- **WHAT IS NEEDED**: Starting with the line that has "traffic cone in the photo above." in it, repeat every line through the last one, word for word, and give nothing more.

********************

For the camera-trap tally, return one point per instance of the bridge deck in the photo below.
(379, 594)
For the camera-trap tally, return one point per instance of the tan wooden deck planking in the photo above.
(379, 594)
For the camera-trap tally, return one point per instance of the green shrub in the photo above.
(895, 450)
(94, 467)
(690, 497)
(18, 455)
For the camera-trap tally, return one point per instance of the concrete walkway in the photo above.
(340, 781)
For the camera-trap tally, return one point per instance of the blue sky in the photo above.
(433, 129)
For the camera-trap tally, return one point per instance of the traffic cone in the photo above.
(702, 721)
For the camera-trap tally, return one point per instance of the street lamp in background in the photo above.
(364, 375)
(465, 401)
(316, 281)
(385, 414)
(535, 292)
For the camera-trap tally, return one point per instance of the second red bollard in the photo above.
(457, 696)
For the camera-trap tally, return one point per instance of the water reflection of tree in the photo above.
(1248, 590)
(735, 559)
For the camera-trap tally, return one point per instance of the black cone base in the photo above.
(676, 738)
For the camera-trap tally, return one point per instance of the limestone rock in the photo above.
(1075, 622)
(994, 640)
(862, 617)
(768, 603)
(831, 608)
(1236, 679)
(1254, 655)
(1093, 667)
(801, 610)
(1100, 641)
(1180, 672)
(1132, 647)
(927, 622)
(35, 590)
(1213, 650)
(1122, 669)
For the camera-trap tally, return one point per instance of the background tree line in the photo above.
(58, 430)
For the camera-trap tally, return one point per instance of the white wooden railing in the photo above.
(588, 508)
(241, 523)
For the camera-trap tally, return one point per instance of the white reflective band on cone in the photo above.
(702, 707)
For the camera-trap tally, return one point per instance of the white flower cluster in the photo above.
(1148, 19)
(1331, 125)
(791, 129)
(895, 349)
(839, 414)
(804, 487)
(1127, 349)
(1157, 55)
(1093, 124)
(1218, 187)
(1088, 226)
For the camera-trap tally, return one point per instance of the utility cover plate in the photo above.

********************

- **TASK SOLUTION**:
For the camera-trap tally, return one point per instance of the traffic cone in the photo above.
(702, 721)
For the camera-trap tally, return one point per instance of the street lamp in background in the photo above.
(364, 375)
(465, 401)
(316, 281)
(385, 414)
(535, 292)
For the camera-trap tally, return one point per instance of the second red bollard in the photo above.
(457, 696)
For the camera-trap tally, return one point per instance of the water reflection of tree in the photo above.
(1248, 590)
(735, 559)
For the camera-trap tally, return one point per instance of the black cone base in the photo above.
(676, 738)
For the camera-trap tally, return one point per instance of the limestone rock in the photo above.
(1075, 622)
(994, 640)
(862, 617)
(768, 603)
(831, 608)
(1236, 679)
(1254, 655)
(1093, 667)
(801, 610)
(1100, 641)
(1180, 672)
(1132, 647)
(927, 622)
(35, 590)
(1213, 650)
(1122, 669)
For the camera-trap tally, return one point per instance of the background tree line in the photo above.
(58, 430)
For the camera-trap tally, return one point per instance of the white wooden railing in the photo above.
(588, 508)
(241, 523)
For the camera-trap tally, return one point per instance of the white reflective band on cone in the photo above.
(702, 707)
For the camera-trap tally, return one point per instance of the white flower cluster in the photo above.
(1148, 19)
(1331, 125)
(791, 129)
(895, 349)
(839, 414)
(804, 487)
(1127, 349)
(1157, 55)
(1093, 124)
(1218, 187)
(1088, 226)
For the camera-trap tally, return one point per instance of the utility cover plate in the photo above.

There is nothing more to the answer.